Exercise objective: Quote the lines below exactly, from the one that holds "Mark one point per instance of the blue plastic" through the final line of the records, and only those.

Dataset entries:
[Start of Attachment]
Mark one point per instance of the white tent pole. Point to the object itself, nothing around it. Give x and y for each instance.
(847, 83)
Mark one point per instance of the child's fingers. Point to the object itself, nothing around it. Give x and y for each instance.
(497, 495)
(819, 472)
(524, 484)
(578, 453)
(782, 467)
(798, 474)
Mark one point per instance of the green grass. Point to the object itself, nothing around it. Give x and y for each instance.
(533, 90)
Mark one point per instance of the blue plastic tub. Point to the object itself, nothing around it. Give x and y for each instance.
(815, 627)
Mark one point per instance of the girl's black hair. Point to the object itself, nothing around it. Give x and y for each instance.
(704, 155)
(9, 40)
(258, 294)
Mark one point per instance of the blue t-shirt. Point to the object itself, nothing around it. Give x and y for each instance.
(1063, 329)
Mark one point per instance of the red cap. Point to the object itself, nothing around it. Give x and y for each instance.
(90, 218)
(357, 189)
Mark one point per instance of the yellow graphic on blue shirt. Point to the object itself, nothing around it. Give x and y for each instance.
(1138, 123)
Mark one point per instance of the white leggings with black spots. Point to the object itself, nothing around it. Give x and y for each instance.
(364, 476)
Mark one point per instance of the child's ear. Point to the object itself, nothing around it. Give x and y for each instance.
[End of Attachment]
Output for this task:
Mark one point per instance of the blue plastic tub. Point to the object itself, nothing around it. Give x and y for each instance.
(815, 627)
Mark one point per instance of the girl's black hair. Point to the object itself, nothing around it. Give x and y for each instance.
(704, 155)
(9, 40)
(258, 294)
Mark one point per instance of the blue t-shirt. Point to the object itself, nothing around it. Give x and y for each instance.
(1063, 329)
Mark one point per instance of the red cap. Point to the object itself, nothing around it. Give x and y for each instance.
(90, 218)
(357, 189)
Mark one point per instance of the yellow graphic on blue shirt. Point to the object itself, nothing around it. Give x and y for each instance.
(1138, 123)
Mark one point per instance of the white leggings with black spots. Point to the object itself, nothing around it. Give x and y for each instance.
(364, 476)
Mark one point per instance of the child's ear. Point to the object itself, nothing around it. Give x and y for each instance.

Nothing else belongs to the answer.